#### Goals
**a)** In the forum post on a hybrid 5x5/Westside program, which program has the writer never combined with the 5x5?
**b)** Reproduce the forum post on a hybrid 5x5/Westside program from "Again, I have" up to and including "to be customization.".
**c)** Condense the paragraph of the forum post on a hybrid 5x5/Westside program that begins "Again, I have done a variation" into two or three sentences, keeping its main facts.

Well, after posting the WSB Template and WS4BB, I have gotten MORE PMs, this time regarding a hybrid 5x5/WSB program. Now, usually I speak from complete experience; I’ve done variations of each the 5x5 and Westside programs before, as well as the “early version” of DC, various iterations of HIT, 8x8 training, 3-day splits, 4-day splits, 7-day splits (each bodypart got its own day), super high volume, Yates-style lower volume, Ed Coan style PL SF periodized programs, etc…when you hear me state something, I am stating MY opinion, unless I give credit to the originator. I don’t like guesswork, and I don’t talk smack about someone else’s ideas if I have not tried them out myself or had a few of my buddies, soldiers or wife try it out. Like most dudes who are the “biggest” fish in a small pond, I get asked a lot for weight training advice by my buddies and guys in the various military units to which I’ve been assigned, so I have a decent pool of results to pull from.

Again, I have done a variation of the 5x5 with great success, and have had TONS of success with my WS4BB variant, but I have NEVER combined 5x5 with Westside. I have enough personal experience with both that I feel I can toss out a pretty good idea as to how a WSB/5x5 template would work though by taking what I like from each and adjusting what I don't like. With that in mind, recognize that this is one man’s opinion, and the key to any true advanced program is going to be customization.

Saved entries
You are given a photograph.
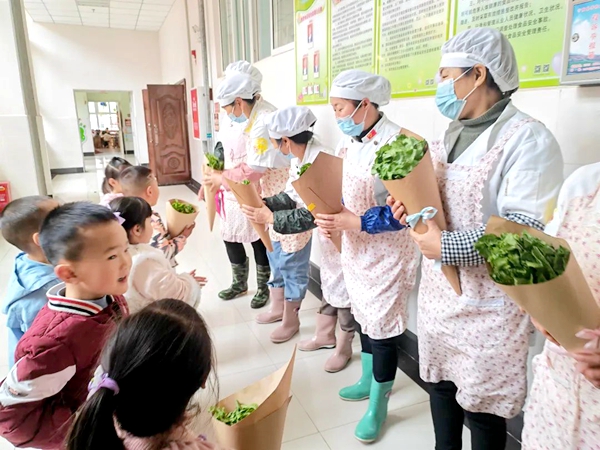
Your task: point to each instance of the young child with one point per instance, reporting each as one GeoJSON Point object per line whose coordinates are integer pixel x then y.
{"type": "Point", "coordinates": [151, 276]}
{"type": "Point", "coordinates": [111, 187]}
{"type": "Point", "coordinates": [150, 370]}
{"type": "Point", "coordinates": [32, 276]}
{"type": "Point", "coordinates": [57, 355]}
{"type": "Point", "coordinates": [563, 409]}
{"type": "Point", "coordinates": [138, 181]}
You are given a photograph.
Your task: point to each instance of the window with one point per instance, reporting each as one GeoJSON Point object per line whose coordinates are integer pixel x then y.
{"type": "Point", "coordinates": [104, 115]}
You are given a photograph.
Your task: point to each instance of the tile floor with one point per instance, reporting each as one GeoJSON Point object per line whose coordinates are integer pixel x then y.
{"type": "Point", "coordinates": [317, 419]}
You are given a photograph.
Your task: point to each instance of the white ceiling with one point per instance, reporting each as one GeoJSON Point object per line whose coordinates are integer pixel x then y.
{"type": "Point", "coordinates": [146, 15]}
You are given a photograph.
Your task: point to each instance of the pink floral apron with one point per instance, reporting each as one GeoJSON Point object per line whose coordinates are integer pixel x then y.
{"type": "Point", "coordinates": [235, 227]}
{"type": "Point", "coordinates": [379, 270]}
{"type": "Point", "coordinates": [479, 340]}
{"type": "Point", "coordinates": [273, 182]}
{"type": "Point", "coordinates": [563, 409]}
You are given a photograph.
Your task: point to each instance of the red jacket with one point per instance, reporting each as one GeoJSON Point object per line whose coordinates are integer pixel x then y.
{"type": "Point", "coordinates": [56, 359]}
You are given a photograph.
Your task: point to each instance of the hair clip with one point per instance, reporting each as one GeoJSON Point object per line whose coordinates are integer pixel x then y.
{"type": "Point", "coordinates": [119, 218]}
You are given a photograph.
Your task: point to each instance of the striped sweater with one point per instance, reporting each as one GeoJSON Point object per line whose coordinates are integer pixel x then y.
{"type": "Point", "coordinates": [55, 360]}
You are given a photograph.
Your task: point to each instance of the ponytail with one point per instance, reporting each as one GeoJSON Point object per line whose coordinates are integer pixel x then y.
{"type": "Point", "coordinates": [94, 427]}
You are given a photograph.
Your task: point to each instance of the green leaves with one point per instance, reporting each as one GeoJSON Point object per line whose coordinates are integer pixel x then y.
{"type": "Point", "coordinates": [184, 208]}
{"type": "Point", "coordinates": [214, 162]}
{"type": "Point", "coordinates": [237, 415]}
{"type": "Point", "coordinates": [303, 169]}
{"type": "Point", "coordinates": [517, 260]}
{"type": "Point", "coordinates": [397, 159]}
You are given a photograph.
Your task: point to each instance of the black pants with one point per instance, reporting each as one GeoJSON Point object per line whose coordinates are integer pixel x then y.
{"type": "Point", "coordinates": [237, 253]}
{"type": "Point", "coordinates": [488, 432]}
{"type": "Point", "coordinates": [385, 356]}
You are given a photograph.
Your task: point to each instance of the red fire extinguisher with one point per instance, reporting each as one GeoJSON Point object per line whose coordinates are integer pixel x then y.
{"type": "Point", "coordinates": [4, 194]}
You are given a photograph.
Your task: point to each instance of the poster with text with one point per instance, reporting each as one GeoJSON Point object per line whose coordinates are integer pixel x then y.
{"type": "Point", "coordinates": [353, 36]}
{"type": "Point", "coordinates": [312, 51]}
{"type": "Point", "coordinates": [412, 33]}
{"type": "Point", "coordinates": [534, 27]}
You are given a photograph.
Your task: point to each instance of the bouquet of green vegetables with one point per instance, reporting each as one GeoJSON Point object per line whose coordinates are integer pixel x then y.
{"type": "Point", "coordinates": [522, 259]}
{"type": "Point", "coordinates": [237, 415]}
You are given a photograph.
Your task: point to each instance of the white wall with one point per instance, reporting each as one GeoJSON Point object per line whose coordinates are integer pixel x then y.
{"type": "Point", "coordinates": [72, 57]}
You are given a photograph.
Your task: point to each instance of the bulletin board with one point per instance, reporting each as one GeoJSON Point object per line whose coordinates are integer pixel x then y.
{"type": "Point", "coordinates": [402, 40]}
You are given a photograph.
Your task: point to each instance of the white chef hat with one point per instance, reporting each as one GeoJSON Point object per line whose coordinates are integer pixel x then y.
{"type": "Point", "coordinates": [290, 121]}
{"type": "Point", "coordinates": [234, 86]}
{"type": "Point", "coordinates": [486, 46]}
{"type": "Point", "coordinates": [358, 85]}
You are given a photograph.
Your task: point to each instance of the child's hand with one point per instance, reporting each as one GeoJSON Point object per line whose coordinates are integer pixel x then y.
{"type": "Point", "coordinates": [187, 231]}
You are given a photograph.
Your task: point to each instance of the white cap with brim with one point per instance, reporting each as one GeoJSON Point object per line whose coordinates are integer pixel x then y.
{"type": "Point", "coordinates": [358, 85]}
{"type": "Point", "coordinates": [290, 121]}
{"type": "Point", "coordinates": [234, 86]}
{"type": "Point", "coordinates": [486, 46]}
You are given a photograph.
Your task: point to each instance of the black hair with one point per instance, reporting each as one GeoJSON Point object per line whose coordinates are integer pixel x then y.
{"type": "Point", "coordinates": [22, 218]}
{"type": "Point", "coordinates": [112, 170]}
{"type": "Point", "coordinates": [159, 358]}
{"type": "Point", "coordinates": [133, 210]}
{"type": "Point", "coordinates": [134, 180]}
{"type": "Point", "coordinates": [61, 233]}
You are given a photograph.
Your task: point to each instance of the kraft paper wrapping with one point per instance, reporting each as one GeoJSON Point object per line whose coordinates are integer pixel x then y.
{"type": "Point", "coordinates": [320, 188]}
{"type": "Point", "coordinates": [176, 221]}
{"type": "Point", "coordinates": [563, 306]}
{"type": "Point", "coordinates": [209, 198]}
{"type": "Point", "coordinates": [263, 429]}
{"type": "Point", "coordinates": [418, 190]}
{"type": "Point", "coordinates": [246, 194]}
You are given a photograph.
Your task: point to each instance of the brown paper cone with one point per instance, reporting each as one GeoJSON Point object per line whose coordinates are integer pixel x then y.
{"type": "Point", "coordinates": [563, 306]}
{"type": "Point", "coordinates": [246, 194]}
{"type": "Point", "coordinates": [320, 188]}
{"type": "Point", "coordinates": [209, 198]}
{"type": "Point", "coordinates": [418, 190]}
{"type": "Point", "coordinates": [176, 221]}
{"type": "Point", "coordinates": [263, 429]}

#### Outputs by task
**a)** Westside.

**b)**
Again, I have done a variation of the 5x5 with great success, and have had TONS of success with my WS4BB variant, but I have NEVER combined 5x5 with Westside. I have enough personal experience with both that I feel I can toss out a pretty good idea as to how a WSB/5x5 template would work though by taking what I like from each and adjusting what I don't like. With that in mind, recognize that this is one man’s opinion, and the key to any true advanced program is going to be customization.

**c)** The writer has had great success with a 5x5 variation and much success with a WS4BB variant but has never combined 5x5 with Westside. Still, the writer has enough experience with both to propose a WSB/5x5 template by keeping what works from each and adjusting the rest. This is one man's opinion, and customization is the key to any truly advanced program.